──────── Recorded information ────────
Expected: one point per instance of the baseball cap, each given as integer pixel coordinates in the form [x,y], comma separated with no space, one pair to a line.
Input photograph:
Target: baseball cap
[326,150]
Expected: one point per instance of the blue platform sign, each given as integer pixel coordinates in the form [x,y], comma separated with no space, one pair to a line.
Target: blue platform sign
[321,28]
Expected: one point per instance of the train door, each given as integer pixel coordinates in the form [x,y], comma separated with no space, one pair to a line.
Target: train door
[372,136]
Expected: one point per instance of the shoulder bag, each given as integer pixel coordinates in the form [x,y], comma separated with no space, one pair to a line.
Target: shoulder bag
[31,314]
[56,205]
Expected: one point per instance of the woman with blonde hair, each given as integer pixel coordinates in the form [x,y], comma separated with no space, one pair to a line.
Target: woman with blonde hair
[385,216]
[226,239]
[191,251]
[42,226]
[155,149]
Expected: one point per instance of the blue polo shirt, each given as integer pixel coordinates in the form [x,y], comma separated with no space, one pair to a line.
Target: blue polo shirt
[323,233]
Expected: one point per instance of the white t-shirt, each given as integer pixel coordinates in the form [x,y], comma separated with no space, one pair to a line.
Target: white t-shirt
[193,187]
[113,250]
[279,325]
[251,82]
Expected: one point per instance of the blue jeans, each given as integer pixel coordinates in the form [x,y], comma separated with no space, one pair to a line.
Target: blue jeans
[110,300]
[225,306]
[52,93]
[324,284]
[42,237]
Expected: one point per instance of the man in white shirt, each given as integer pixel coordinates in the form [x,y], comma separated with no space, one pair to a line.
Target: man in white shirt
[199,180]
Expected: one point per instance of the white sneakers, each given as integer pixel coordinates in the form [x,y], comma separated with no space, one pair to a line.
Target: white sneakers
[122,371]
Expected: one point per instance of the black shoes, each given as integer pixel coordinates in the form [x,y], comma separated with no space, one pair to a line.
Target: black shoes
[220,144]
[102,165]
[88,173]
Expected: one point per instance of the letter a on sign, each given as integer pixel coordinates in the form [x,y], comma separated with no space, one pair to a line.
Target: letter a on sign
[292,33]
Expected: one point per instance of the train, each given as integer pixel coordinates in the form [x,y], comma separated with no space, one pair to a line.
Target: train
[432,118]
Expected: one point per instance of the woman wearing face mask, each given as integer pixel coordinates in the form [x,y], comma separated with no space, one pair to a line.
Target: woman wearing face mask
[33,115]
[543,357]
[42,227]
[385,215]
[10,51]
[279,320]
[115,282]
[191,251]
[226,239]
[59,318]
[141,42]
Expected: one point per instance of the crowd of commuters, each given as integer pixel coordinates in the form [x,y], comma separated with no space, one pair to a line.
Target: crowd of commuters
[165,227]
────────
──────── Recorded information ────────
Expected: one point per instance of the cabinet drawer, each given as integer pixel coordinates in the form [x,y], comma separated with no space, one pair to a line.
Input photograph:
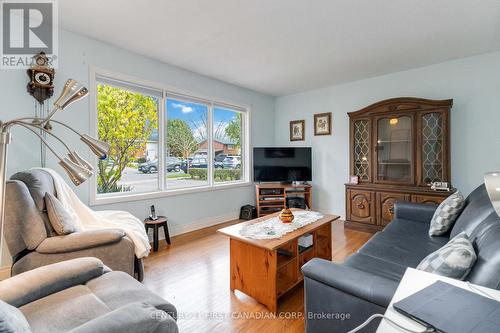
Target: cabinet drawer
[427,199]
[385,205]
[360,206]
────────
──────── Recorded information ────────
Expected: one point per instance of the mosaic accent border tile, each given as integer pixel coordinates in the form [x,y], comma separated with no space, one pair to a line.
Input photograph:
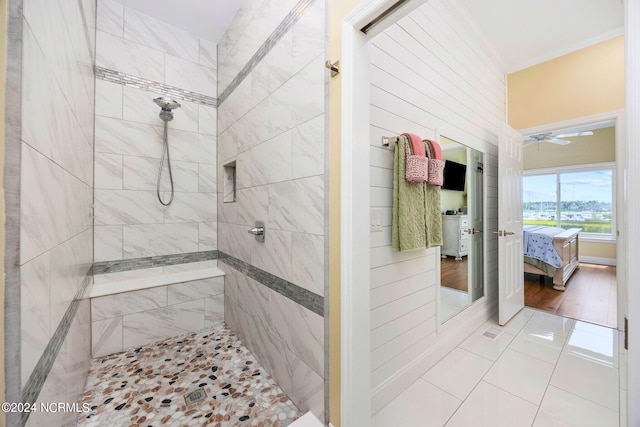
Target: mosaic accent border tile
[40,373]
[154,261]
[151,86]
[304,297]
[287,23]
────────
### Written problem
Copy out every line in the material above that contains the word "tile", one line per line.

### Exercise result
Expected: one point per instance of the mosaic accent border tile, each given as integer pixel coordinates in the form [x,y], comma separated with no space, one pair to a line.
Target: mosaic accent border tile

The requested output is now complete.